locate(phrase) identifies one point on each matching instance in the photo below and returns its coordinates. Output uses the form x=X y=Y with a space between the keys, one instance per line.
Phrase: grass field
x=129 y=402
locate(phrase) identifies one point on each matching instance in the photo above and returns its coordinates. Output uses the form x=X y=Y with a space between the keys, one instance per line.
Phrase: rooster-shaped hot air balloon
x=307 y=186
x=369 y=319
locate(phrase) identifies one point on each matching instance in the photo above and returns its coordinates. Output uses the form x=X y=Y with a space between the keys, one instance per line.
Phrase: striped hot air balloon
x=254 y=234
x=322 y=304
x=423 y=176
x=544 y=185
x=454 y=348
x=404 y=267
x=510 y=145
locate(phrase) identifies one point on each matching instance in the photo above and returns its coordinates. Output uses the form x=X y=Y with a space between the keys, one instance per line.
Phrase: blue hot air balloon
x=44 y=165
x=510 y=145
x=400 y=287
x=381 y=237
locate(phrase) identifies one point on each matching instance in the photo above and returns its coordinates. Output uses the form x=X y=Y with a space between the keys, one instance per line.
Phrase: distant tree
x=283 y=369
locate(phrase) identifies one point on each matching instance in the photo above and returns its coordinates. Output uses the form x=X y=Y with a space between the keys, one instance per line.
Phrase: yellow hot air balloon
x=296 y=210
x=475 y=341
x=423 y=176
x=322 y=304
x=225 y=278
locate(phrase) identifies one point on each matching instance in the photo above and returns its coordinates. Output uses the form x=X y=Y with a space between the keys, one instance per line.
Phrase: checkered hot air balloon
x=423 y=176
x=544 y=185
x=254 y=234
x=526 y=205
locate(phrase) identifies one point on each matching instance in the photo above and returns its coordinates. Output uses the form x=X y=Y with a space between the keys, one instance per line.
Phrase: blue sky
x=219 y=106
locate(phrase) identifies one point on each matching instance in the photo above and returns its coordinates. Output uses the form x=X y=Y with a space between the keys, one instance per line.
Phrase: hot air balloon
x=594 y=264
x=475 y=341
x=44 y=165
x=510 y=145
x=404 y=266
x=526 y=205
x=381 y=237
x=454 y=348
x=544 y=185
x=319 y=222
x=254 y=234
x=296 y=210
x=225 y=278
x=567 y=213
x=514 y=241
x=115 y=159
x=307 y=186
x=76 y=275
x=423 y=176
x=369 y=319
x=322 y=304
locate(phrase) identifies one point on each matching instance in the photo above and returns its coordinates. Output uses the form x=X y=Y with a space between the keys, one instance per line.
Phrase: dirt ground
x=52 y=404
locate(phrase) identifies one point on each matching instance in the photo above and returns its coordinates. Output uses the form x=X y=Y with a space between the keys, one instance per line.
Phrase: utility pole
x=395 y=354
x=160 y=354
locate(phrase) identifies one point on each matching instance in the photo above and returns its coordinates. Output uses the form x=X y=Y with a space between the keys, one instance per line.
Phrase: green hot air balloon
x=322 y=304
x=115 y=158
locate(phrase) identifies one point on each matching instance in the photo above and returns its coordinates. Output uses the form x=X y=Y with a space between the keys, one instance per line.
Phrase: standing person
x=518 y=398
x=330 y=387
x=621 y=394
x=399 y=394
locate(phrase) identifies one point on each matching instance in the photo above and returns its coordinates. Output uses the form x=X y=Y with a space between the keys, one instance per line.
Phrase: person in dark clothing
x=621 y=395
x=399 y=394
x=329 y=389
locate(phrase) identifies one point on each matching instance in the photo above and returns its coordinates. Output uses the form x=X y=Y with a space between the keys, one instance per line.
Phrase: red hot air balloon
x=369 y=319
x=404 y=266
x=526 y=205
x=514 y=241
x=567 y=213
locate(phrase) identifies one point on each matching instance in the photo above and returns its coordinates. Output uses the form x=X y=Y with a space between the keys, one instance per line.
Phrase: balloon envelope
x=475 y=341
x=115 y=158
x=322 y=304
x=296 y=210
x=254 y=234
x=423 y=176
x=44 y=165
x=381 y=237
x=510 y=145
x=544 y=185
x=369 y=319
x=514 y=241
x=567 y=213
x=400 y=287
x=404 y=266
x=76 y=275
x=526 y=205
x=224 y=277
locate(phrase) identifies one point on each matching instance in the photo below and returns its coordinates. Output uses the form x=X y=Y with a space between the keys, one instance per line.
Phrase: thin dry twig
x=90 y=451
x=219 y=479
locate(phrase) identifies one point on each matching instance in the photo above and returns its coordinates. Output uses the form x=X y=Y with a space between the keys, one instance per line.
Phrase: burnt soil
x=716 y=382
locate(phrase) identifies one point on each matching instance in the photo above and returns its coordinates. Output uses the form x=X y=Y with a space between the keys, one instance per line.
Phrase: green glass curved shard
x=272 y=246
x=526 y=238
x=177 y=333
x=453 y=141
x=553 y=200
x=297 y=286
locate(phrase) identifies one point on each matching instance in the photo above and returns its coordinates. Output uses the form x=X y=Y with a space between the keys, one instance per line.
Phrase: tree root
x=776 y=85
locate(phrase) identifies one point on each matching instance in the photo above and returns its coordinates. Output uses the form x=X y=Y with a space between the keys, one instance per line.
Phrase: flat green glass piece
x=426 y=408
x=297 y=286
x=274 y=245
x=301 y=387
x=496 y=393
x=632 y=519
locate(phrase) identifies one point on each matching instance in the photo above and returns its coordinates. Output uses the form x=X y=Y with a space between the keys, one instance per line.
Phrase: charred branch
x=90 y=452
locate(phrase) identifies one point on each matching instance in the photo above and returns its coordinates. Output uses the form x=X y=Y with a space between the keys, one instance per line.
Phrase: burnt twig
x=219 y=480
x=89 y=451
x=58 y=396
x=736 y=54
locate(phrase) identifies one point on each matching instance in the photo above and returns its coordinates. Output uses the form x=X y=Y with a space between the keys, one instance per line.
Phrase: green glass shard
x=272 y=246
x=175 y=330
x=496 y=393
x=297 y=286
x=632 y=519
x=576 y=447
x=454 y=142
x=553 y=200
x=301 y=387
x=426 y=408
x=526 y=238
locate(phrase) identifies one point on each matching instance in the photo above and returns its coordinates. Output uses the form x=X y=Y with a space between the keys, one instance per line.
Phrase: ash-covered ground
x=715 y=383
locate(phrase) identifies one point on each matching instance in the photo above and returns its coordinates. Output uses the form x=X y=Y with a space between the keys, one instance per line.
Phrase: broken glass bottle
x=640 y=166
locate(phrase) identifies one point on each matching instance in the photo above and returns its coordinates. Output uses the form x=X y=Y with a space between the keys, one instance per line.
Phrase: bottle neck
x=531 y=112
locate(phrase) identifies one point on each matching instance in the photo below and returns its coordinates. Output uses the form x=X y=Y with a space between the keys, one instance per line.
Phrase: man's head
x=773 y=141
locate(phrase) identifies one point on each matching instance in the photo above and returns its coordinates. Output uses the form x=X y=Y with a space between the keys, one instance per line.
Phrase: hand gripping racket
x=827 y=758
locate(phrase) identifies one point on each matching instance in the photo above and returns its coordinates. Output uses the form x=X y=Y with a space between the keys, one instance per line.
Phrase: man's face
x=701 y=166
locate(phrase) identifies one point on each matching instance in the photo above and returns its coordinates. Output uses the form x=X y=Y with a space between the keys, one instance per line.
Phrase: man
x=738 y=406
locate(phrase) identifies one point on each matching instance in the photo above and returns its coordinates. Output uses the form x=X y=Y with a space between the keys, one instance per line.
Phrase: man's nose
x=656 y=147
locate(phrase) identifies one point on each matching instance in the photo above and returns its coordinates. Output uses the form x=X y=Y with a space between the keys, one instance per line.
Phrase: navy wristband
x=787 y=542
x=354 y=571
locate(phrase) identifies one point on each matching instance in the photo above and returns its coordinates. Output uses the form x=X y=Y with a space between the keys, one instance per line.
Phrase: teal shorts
------------------------------------
List every line of the material above with a number, skipping any blank lines.

1. locate(phrase) identifies one point on each matching instance in the photo below and returns its coordinates. Output uses the form x=X y=Y with a space between the keys, one instance per line.
2. Phrase: grass field
3. x=129 y=402
4. locate(phrase) identifies one point on each matching instance in the photo above and returns its coordinates. Output uses the form x=X y=Y with a space between the keys, one instance per line.
5. Phrase: rooster-shaped hot air balloon
6. x=307 y=186
7. x=369 y=319
8. locate(phrase) identifies one point on each matching instance in the photo above and returns its coordinates. Output uses the form x=X y=Y with a space between the keys, one instance per line.
9. Phrase: striped hot air balloon
10. x=254 y=234
11. x=322 y=304
12. x=423 y=176
13. x=544 y=185
14. x=454 y=348
15. x=404 y=267
16. x=510 y=145
17. locate(phrase) identifies one point on each matching instance in the photo above and returns its coordinates. Output uses the form x=X y=Y with a space between the keys, one instance per line.
18. Phrase: blue hot air balloon
19. x=44 y=165
20. x=510 y=145
21. x=400 y=287
22. x=381 y=237
23. locate(phrase) identifies one point on each matching instance in the photo above and returns its coordinates. Output uses the form x=X y=Y with a space between the keys, one instance per line.
24. Phrase: distant tree
25. x=283 y=369
26. locate(phrase) identifies one point on each matching instance in the photo above and returns its coordinates. Output uses the form x=X y=Y with a space between the keys, one instance per line.
27. Phrase: yellow hot air balloon
28. x=296 y=210
29. x=475 y=341
30. x=423 y=176
31. x=322 y=304
32. x=225 y=278
33. locate(phrase) identifies one point on each matching instance in the photo above and returns its coordinates. Output uses the form x=X y=Y with a space between the keys, one instance per line.
34. Phrase: checkered hot air balloon
35. x=423 y=176
36. x=544 y=185
37. x=254 y=234
38. x=526 y=205
39. locate(phrase) identifies one point on each matching instance in the photo above and returns its coordinates. Output uses the form x=X y=Y with a space between the keys, one instance per line.
40. Phrase: blue sky
41. x=219 y=106
42. locate(phrase) identifies one point on each matching instance in the photo above and returns its coordinates. Output uses the form x=X y=Y with a space between the keys, one instance per line.
43. Phrase: hot air balloon
44. x=594 y=264
45. x=475 y=341
46. x=44 y=165
47. x=510 y=145
48. x=404 y=266
49. x=526 y=205
50. x=381 y=237
51. x=454 y=348
52. x=544 y=185
53. x=319 y=222
54. x=254 y=234
55. x=296 y=210
56. x=225 y=278
57. x=567 y=213
58. x=514 y=241
59. x=115 y=159
60. x=307 y=186
61. x=76 y=275
62. x=423 y=176
63. x=369 y=319
64. x=322 y=304
65. locate(phrase) identifies one point on each matching instance in the photo above and returns its coordinates. Output uses the form x=X y=Y with a space between the keys, one instance per line.
66. Phrase: dirt ground
67. x=52 y=404
68. locate(phrase) identifies one point on each matching instance in the photo above and returns its coordinates. Output uses the form x=X y=Y with a space between the keys, one instance per line.
69. Phrase: utility pole
70. x=395 y=354
71. x=160 y=354
72. locate(phrase) identifies one point on each matching instance in the photo above and returns its coordinates. Output uses the form x=X y=Y with a space between the keys, one instance per line.
73. Phrase: green hot air balloon
74. x=322 y=304
75. x=115 y=158
76. locate(phrase) identifies one point on each matching instance in the photo above and returns its coordinates. Output uses the form x=X y=Y with a space between the keys, one instance per line.
77. Phrase: standing person
78. x=518 y=398
79. x=330 y=387
80. x=621 y=394
81. x=399 y=394
82. locate(phrase) identifies one point on each matching instance in the photo above and returns its coordinates. Output uses the form x=X y=Y with a space between the keys, one instance per line.
83. Phrase: person in dark clothing
84. x=621 y=395
85. x=399 y=394
86. x=329 y=389
87. locate(phrase) identifies one point on each matching instance in the photo above and returns its coordinates. Output uses the form x=X y=Y with a space between the keys, one instance per line.
88. Phrase: red hot air balloon
89. x=369 y=319
90. x=404 y=266
91. x=526 y=205
92. x=514 y=241
93. x=567 y=213
94. locate(phrase) identifies one point on each matching instance in the photo above and returns its coordinates. Output uses the form x=X y=Y with a space between the keys, one instance per line.
95. Phrase: balloon envelope
96. x=475 y=341
97. x=115 y=158
98. x=322 y=304
99. x=296 y=210
100. x=254 y=234
101. x=423 y=176
102. x=44 y=165
103. x=381 y=237
104. x=510 y=145
105. x=544 y=185
106. x=369 y=319
107. x=514 y=241
108. x=567 y=213
109. x=400 y=287
110. x=404 y=266
111. x=76 y=275
112. x=526 y=205
113. x=224 y=277
114. locate(phrase) identifies one point on each matching instance in the photo below and returns its coordinates. Output uses the form x=X y=Y with a space between the keys, one instance per line.
115. Phrase: thin dry twig
116. x=90 y=451
117. x=219 y=479
118. locate(phrase) identifies one point on each matching instance in the photo above and returns its coordinates. Output uses the form x=X y=Y with a space between the keys, one instance per line.
119. Phrase: burnt soil
120. x=716 y=382
121. locate(phrase) identifies one point on each matching instance in the photo above and returns its coordinates. Output uses the form x=X y=Y with a space between the keys, one instance per line.
122. Phrase: green glass curved shard
123. x=272 y=246
124. x=526 y=238
125. x=177 y=333
126. x=453 y=141
127. x=553 y=200
128. x=297 y=286
129. locate(phrase) identifies one point on each matching instance in the photo above and returns its coordinates. Output uses the form x=X y=Y with a space between the keys, one instance per line.
130. Phrase: tree root
131. x=776 y=85
132. locate(phrase) identifies one point on each matching instance in the photo above and returns its coordinates. Output uses the form x=X y=Y with a space between the keys, one instance per line.
133. Phrase: flat green glass piece
134. x=426 y=408
135. x=297 y=286
136. x=274 y=245
137. x=301 y=387
138. x=496 y=393
139. x=632 y=519
140. locate(phrase) identifies one point on each matching instance in the photo above and returns its coordinates. Output uses the form x=X y=Y with a space between the keys, one instance per line.
141. Phrase: charred branch
142. x=90 y=452
143. locate(phrase) identifies one point on each matching instance in the photo above and returns its coordinates. Output uses the form x=X y=Y with a space between the keys, one instance per line.
144. Phrase: burnt twig
145. x=219 y=480
146. x=89 y=451
147. x=58 y=396
148. x=736 y=54
149. locate(phrase) identifies one point on each matching instance in the photo above and returns its coordinates. Output uses the form x=X y=Y with a space between the keys, one instance per line.
150. Phrase: green glass shard
151. x=272 y=246
152. x=175 y=330
153. x=496 y=393
154. x=297 y=286
155. x=632 y=519
156. x=576 y=447
157. x=454 y=142
158. x=553 y=200
159. x=301 y=387
160. x=426 y=408
161. x=526 y=238
162. locate(phrase) identifies one point on each matching instance in the photo above and returns its coordinates. Output uses the form x=X y=Y with a space between the keys, one instance per line.
163. Phrase: ash-covered ground
164. x=715 y=383
165. locate(phrase) identifies one point on each matching instance in the photo above and returns its coordinates. Output uses the form x=X y=Y with a space between the keys, one instance per line.
166. Phrase: broken glass bottle
167. x=640 y=166
168. locate(phrase) identifies one point on each matching instance in the photo above and returns its coordinates. Output uses the form x=X y=Y with a space between the keys, one instance per line.
169. Phrase: bottle neck
170. x=531 y=112
171. locate(phrase) identifies one point on each matching instance in the photo below and returns its coordinates. Output uses the form x=X y=Y with a space between the keys, one instance per line.
172. Phrase: man's head
173. x=773 y=141
174. locate(phrase) identifies one point on each matching instance in the photo above and returns its coordinates. Output uses the form x=X y=Y with a space between the keys, one instance per line.
175. Phrase: hand gripping racket
176. x=827 y=758
177. locate(phrase) identifies one point on each matching instance in the photo above and returns its coordinates. Output uses the form x=X y=Y with a space between the keys, one instance per line.
178. Phrase: man's face
179. x=701 y=166
180. locate(phrase) identifies one point on each matching instance in the photo above and returns its coordinates. Output uses the form x=X y=Y with a space between the keys, one instance per line.
181. Phrase: man
182. x=738 y=406
183. locate(phrase) identifies one point on each matching instance in the photo above and returns its coordinates. Output uses the form x=X y=Y with a space between the keys, one instance per line.
184. Phrase: man's nose
185. x=656 y=147
186. locate(phrase) identifies one point on each matching instance in the photo above and returns its coordinates. Output uses the form x=X y=Y with a space between the keys, one instance per line.
187. Phrase: navy wristband
188. x=787 y=542
189. x=354 y=571
190. locate(phrase) identifies one point on each matching instance in the photo above and returns its coordinates. Output uses the form x=X y=Y with a space between the keys, one instance per line.
191. Phrase: teal shorts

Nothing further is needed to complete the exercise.